=== WRITTEN EXERCISE 1 ===
In the Pale Moon excerpt, what will the project keep building on so that UI customization can be retained?
=== WRITTEN EXERCISE 2 ===
Can you condense the paragraph of the Pale Moon excerpt that begins "And none of the other options" into a short bulleted list of its main points?
=== WRITTEN EXERCISE 3 ===
Extend the Pale Moon excerpt, picking up right after its final sentence.
--- Start of EXCERPT TO READ ---
It's the best compromise I've been able to find given the clear divide in what people really seem to want from Pale Moon.
With the direction I sketched here:
  • If web compatibility on every site is your #1 concern and you don't want to use more than one browser, ever, then Pale Moon currently can't suit you. That is just a matter of fact regardless of our direction, but at least with this new direction we have a fighting chance to solve it.
  • If extension compatibility with the legacy Firefox extensions is your #1 concern then the thresholds for that will be removed as much as they can, which would make things easier. Also, it will (I hope!) take away this misconception that we're trying to be "purist and different" over all else which simply isn't true.
  • If customization of the UI is your main concern we can retain that because we will continue to build on XUL and the power of it as a UI language.
And none of the other options would provide that... Switching engine or going Quantum would destroy customization and extensions. Going on the way we were would just have us "bleed to death" for lack of a better term with insufficient people and resources to make happen what must happen.

So... I hope that makes some more sense to everyone.

And since while I was writing this Tobin butted in with a reply which is more swearing, clearly not having been temporarily having reduced thinking capacity and not wanting to do shit that's needed just because it doesn't align with his "perfect" view of the project, let me address that too.
So this is mainly for you, Tobin:
You'd best not try to redefine history here which is what you're doing regarding Basilisk. You were on board with it being used as a development application for the (back then) UXP-in-development. Don't try to tell everyone now you weren't because it's convenient ammo with it having outlasted the time you envisioned it would last because there was some utility value in an Australis browser based on the platform code. Then you're just being hypocrite. And I can't stand hypocrites.
--- End of EXCERPT TO READ ---
--- Start of DATA EXCERPTS ---
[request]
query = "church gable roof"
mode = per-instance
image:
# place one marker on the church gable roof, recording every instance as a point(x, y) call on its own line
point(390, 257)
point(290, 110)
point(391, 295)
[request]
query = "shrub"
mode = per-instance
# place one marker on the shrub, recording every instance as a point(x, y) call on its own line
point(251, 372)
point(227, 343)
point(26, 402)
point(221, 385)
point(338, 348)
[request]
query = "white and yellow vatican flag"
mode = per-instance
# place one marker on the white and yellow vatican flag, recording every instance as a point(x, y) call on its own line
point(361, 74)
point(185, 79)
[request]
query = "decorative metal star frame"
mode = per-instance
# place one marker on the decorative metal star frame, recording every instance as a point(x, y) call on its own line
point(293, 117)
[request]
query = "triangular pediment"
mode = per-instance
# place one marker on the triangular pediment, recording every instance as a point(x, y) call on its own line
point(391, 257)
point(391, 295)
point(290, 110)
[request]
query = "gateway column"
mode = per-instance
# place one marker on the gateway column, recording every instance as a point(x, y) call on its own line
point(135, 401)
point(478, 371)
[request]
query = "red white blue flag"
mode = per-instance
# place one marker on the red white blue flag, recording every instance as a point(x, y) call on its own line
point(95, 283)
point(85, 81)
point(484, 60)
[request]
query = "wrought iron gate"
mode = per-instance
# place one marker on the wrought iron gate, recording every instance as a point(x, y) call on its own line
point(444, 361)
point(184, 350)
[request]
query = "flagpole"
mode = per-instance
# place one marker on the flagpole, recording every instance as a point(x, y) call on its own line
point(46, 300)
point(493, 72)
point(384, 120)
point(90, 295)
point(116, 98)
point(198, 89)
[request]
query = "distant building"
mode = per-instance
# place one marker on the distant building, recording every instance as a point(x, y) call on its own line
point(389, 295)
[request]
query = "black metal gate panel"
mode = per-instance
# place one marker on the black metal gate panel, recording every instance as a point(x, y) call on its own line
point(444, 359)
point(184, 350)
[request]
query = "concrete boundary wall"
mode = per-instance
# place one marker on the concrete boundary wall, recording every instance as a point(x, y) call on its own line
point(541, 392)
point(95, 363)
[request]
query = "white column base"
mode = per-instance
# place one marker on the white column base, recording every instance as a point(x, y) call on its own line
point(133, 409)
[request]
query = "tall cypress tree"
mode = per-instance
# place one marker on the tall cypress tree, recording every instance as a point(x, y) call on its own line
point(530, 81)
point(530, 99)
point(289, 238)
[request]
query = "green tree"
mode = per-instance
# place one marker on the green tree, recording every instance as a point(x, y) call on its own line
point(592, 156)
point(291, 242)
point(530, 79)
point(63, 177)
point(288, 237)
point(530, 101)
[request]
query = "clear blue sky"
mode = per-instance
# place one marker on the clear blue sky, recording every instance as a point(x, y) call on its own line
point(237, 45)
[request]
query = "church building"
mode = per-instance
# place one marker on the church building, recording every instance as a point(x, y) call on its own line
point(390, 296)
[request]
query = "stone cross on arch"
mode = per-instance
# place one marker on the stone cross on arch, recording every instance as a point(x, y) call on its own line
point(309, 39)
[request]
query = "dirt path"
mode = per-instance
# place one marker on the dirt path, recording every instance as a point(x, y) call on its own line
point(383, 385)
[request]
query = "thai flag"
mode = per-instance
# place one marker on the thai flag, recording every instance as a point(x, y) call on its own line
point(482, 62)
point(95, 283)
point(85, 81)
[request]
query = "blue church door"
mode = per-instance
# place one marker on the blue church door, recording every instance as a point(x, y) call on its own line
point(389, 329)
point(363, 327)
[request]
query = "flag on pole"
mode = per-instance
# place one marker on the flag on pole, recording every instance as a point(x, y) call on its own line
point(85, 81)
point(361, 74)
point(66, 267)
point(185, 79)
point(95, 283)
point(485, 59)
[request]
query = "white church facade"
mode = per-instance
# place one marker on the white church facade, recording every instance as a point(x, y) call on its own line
--- End of DATA EXCERPTS ---
=== FINAL ANSWER 1 ===
XUL and its power as a UI language.

=== FINAL ANSWER 2 ===
- None of the other options would provide what the new direction offers.
- Switching engines or going Quantum would destroy customization and extensions.
- Continuing as before would make the project "bleed to death," lacking the people and resources to do what must be done.

=== FINAL ANSWER 3 ===
Yeah you'll have to do some work for transitioning back to the Firefox GUID. But hey, guess what? You designed the addons site specifically to handle multiple GUIDS, didn't you? Also thanks to Basilisk. And since you're taking the time to basically shit on everything now I've done to actually be more accessible to users (Basilisk, language packs, wanting to have less barriers for extensions now) I get the feeling you think you are literally the boss of me!? I'm sick of your increasing levels of bullshit and anger on display towards everyone within striking distance.
I may have been OK with you labelling yourself the "UXP coordinator" because you seemed to function better having some label of importance, but if you think I'll let you single-handedly sabotage the only way we can survive going forward you're dead wrong, no matter how much you decide to whinge about "you having to do everything" -- last I checked you've been mostly doing your own thing for a browser you never released and pushing your own ideas for improving the addons site while it was already working pretty well as-is and you call that doing work I made you have to do?....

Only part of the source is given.